Assignment: Print out every record below, exactly as written.

Stored data entries
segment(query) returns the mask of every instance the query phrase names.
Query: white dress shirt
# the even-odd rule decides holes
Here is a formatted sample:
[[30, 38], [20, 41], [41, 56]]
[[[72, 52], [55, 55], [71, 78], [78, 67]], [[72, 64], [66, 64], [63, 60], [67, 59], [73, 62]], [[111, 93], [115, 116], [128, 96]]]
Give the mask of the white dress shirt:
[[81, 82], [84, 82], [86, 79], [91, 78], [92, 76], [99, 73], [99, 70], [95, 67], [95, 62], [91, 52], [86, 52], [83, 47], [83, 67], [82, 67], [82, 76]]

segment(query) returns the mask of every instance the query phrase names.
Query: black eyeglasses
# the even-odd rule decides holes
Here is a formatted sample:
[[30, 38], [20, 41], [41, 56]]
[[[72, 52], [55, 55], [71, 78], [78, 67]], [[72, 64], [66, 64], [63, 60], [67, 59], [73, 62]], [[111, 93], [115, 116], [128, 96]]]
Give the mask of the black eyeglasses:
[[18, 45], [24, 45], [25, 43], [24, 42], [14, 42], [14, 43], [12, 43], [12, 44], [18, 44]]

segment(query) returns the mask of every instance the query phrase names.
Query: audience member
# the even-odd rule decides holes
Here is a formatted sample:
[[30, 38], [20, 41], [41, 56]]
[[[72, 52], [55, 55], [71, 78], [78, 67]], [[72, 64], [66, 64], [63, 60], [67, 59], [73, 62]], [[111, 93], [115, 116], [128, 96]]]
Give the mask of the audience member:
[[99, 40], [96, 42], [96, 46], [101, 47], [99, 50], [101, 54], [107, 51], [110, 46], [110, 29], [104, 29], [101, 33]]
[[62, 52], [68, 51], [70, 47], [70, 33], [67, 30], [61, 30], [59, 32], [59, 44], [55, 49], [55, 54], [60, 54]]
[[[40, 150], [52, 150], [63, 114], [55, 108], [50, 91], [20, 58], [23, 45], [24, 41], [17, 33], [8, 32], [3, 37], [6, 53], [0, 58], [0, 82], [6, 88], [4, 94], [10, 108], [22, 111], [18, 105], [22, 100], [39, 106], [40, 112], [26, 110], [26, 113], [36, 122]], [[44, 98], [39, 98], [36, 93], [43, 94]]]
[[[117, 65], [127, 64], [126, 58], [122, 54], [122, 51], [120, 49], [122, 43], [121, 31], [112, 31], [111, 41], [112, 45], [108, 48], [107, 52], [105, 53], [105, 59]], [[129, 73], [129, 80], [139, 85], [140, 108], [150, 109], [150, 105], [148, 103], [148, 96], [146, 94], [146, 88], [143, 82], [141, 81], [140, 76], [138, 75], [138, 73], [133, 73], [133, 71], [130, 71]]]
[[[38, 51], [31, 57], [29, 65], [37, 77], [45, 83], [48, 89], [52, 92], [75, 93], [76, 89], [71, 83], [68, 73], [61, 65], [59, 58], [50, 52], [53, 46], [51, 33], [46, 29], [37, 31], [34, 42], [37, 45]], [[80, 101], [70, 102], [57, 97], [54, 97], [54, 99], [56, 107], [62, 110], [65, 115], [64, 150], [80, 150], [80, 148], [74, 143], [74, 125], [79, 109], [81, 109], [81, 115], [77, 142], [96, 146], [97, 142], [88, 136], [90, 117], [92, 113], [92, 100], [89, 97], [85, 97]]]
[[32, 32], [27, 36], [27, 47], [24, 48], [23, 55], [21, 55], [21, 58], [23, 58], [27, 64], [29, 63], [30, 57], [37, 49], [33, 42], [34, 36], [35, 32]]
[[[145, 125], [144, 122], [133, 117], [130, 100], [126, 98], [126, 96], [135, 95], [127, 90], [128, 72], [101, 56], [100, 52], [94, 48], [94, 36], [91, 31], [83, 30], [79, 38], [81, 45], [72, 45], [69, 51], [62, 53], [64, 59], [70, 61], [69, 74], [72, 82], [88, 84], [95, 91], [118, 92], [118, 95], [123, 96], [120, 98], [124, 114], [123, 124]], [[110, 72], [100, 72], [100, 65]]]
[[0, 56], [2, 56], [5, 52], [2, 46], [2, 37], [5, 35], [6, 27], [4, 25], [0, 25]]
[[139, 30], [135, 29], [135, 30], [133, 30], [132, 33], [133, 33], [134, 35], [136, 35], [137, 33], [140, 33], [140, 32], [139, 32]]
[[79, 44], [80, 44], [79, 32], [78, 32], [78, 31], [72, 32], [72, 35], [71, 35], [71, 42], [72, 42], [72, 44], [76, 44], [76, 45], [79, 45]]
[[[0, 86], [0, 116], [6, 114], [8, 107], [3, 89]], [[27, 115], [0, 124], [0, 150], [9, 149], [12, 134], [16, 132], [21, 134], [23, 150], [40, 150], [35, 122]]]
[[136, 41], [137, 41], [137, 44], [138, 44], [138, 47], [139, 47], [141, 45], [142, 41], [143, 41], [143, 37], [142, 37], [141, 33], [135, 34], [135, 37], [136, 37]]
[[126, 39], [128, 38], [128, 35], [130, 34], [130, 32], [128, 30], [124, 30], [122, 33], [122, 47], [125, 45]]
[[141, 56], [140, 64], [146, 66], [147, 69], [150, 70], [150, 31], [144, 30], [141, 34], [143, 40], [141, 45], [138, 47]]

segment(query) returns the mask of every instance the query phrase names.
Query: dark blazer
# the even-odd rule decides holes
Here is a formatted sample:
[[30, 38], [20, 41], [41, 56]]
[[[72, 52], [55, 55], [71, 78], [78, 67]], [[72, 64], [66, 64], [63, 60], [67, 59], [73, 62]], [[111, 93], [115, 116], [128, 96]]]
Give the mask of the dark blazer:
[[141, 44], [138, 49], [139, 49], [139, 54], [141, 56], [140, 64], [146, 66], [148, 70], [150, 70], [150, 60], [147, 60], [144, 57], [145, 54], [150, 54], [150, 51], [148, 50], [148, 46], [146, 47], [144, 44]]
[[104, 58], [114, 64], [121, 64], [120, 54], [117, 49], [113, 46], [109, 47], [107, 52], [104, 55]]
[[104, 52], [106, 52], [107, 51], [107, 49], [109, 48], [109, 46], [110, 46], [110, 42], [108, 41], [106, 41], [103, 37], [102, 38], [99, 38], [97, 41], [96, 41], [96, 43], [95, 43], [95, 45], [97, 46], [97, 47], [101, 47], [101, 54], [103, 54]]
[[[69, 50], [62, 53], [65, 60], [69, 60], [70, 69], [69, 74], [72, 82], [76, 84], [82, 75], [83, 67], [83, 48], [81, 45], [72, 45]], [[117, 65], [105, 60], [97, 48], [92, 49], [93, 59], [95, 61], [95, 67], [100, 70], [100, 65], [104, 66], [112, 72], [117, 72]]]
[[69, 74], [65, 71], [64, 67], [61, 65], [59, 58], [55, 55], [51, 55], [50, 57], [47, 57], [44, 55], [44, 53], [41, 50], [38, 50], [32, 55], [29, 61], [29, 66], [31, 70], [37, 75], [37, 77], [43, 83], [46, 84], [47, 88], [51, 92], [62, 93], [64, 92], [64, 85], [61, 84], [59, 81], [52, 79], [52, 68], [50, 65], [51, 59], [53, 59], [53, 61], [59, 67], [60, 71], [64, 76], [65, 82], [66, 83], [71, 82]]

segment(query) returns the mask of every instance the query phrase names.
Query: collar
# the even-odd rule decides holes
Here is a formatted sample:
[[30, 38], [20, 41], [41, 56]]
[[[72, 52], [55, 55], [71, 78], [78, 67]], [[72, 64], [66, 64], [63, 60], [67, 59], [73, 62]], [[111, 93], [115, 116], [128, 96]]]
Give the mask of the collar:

Response to this exercise:
segment(query) returns the mask of every instance the query phrase names.
Query: white dress shirt
# the even-odd rule decides holes
Here is a formatted sample:
[[30, 38], [20, 41], [41, 56]]
[[[72, 52], [55, 55], [71, 78], [78, 67]], [[72, 64], [66, 64], [63, 60], [67, 59], [73, 62]], [[111, 93], [115, 116], [128, 96]]]
Give the mask of the white dress shirt:
[[81, 82], [84, 82], [86, 79], [91, 78], [92, 76], [99, 73], [99, 70], [95, 67], [95, 62], [91, 52], [86, 52], [83, 47], [83, 67], [82, 67], [82, 76]]

segment(query) returns the mask of every instance the query phrase names.
Query: black eyeglasses
# the even-odd rule decides holes
Here is a formatted sample:
[[30, 38], [20, 41], [41, 56]]
[[[72, 52], [55, 55], [71, 78], [78, 67]], [[72, 64], [66, 64], [63, 60], [67, 59], [73, 62]], [[111, 93], [115, 116], [128, 96]]]
Give the mask of the black eyeglasses:
[[18, 45], [24, 45], [25, 43], [24, 42], [14, 42], [14, 43], [12, 43], [12, 44], [18, 44]]

segment(query) returns the mask of every instance the query phrase names.
Query: audience member
# the even-odd rule decides holes
Here is a formatted sample:
[[30, 38], [20, 41], [41, 56]]
[[[72, 52], [55, 55], [71, 78], [78, 67]], [[72, 64], [66, 64], [63, 60], [67, 59], [73, 62]], [[111, 93], [115, 116], [128, 96]]]
Give the mask of the audience member:
[[99, 40], [96, 42], [96, 46], [101, 47], [99, 50], [101, 54], [107, 51], [110, 46], [110, 29], [104, 29], [101, 33]]
[[62, 52], [68, 51], [70, 47], [70, 33], [67, 30], [61, 30], [59, 32], [59, 44], [55, 49], [55, 54], [60, 54]]
[[[40, 150], [52, 150], [63, 114], [55, 108], [50, 91], [20, 58], [23, 45], [24, 41], [17, 33], [8, 32], [3, 37], [6, 53], [0, 58], [0, 82], [6, 88], [4, 94], [10, 108], [22, 111], [18, 105], [22, 100], [39, 106], [40, 112], [26, 110], [26, 113], [36, 122]], [[44, 98], [39, 98], [36, 93], [43, 94]]]
[[[117, 65], [127, 64], [126, 58], [122, 54], [122, 51], [120, 49], [122, 43], [121, 31], [112, 31], [111, 41], [112, 45], [108, 48], [107, 52], [105, 53], [105, 59]], [[129, 73], [129, 80], [139, 85], [140, 108], [150, 109], [150, 105], [148, 103], [148, 96], [146, 94], [146, 88], [143, 82], [141, 81], [140, 76], [138, 75], [138, 73], [133, 73], [133, 71], [130, 71]]]
[[[38, 51], [31, 57], [29, 65], [37, 77], [45, 83], [48, 89], [52, 92], [75, 93], [76, 89], [71, 83], [68, 73], [61, 65], [59, 58], [50, 52], [53, 46], [51, 33], [46, 29], [37, 31], [34, 42], [37, 45]], [[80, 101], [70, 102], [57, 97], [54, 97], [54, 99], [56, 107], [62, 110], [65, 115], [64, 150], [80, 150], [80, 148], [74, 143], [74, 125], [79, 109], [81, 109], [81, 115], [77, 142], [96, 146], [97, 142], [88, 136], [90, 117], [92, 113], [92, 100], [89, 97], [85, 97]]]
[[32, 32], [27, 36], [27, 47], [24, 48], [23, 55], [21, 55], [21, 58], [23, 58], [27, 64], [29, 63], [30, 57], [37, 49], [33, 42], [34, 36], [35, 32]]
[[[145, 125], [144, 122], [133, 117], [130, 100], [126, 98], [126, 96], [135, 95], [127, 90], [128, 72], [101, 56], [100, 52], [94, 48], [94, 36], [91, 31], [83, 30], [79, 38], [81, 45], [72, 45], [69, 51], [62, 53], [64, 59], [70, 61], [69, 74], [72, 82], [88, 84], [95, 91], [118, 92], [118, 95], [123, 96], [120, 98], [124, 114], [123, 124]], [[110, 72], [100, 72], [100, 65]]]
[[0, 56], [2, 56], [5, 52], [2, 46], [2, 37], [5, 35], [6, 27], [4, 25], [0, 25]]
[[139, 30], [135, 29], [135, 30], [133, 30], [132, 33], [133, 33], [134, 35], [136, 35], [137, 33], [140, 33], [140, 32], [139, 32]]
[[79, 44], [80, 44], [79, 32], [78, 32], [78, 31], [72, 32], [72, 35], [71, 35], [71, 42], [72, 42], [72, 44], [76, 44], [76, 45], [79, 45]]
[[[0, 86], [0, 116], [6, 114], [8, 107], [3, 89]], [[27, 115], [0, 124], [0, 150], [9, 149], [12, 134], [16, 132], [21, 134], [23, 150], [40, 150], [35, 122]]]
[[136, 41], [137, 41], [137, 44], [138, 44], [138, 47], [139, 47], [141, 45], [142, 41], [143, 41], [143, 37], [142, 37], [141, 33], [135, 34], [135, 37], [136, 37]]
[[126, 39], [128, 38], [128, 35], [130, 34], [130, 32], [128, 30], [124, 30], [122, 33], [122, 47], [125, 45]]
[[141, 56], [140, 64], [146, 66], [147, 69], [150, 70], [150, 31], [144, 30], [141, 34], [143, 40], [141, 45], [138, 47]]

segment(query) returns the mask of every instance the query phrase names.
Query: dark blazer
# the even-odd rule decides holes
Here is a formatted sample:
[[30, 38], [20, 41], [41, 56]]
[[[72, 52], [55, 55], [71, 78], [78, 67]], [[72, 64], [66, 64], [63, 60], [67, 59], [73, 62]], [[111, 93], [115, 116], [128, 96]]]
Give the mask of the dark blazer:
[[141, 44], [138, 49], [139, 49], [139, 54], [141, 56], [140, 64], [146, 66], [148, 70], [150, 70], [150, 60], [147, 60], [144, 57], [145, 54], [150, 54], [150, 51], [148, 50], [148, 46], [146, 47], [144, 44]]
[[104, 58], [114, 64], [121, 64], [120, 54], [117, 49], [113, 46], [109, 47], [107, 52], [104, 55]]
[[104, 52], [106, 52], [107, 51], [107, 49], [109, 48], [109, 46], [110, 46], [110, 42], [108, 41], [106, 41], [103, 37], [102, 38], [99, 38], [97, 41], [96, 41], [96, 43], [95, 43], [95, 45], [97, 46], [97, 47], [101, 47], [101, 54], [103, 54]]
[[[69, 50], [62, 53], [65, 60], [69, 60], [70, 69], [69, 74], [72, 82], [76, 84], [82, 75], [83, 67], [83, 48], [81, 45], [72, 45]], [[117, 65], [105, 60], [97, 48], [92, 49], [93, 59], [95, 61], [95, 67], [100, 70], [100, 65], [104, 66], [112, 72], [117, 72]]]
[[69, 74], [65, 71], [64, 67], [61, 65], [59, 58], [55, 55], [51, 55], [50, 57], [47, 57], [44, 55], [44, 53], [41, 50], [38, 50], [32, 55], [29, 61], [29, 66], [31, 70], [37, 75], [37, 77], [43, 83], [46, 84], [47, 88], [51, 92], [62, 93], [64, 92], [64, 85], [61, 84], [59, 81], [52, 79], [52, 68], [50, 65], [51, 59], [53, 59], [53, 61], [59, 67], [60, 71], [64, 76], [65, 82], [66, 83], [71, 82]]

segment(query) returns the mask of every instance the query phrase names.
Query: collar
# the even-odd rule decides holes
Here is a formatted sample:
[[30, 38], [20, 41], [41, 56]]
[[[72, 52], [55, 55], [71, 78], [78, 67]], [[72, 64], [66, 64], [63, 60], [67, 59], [73, 62]], [[111, 93], [115, 116], [128, 96]]]
Give the mask of the collar:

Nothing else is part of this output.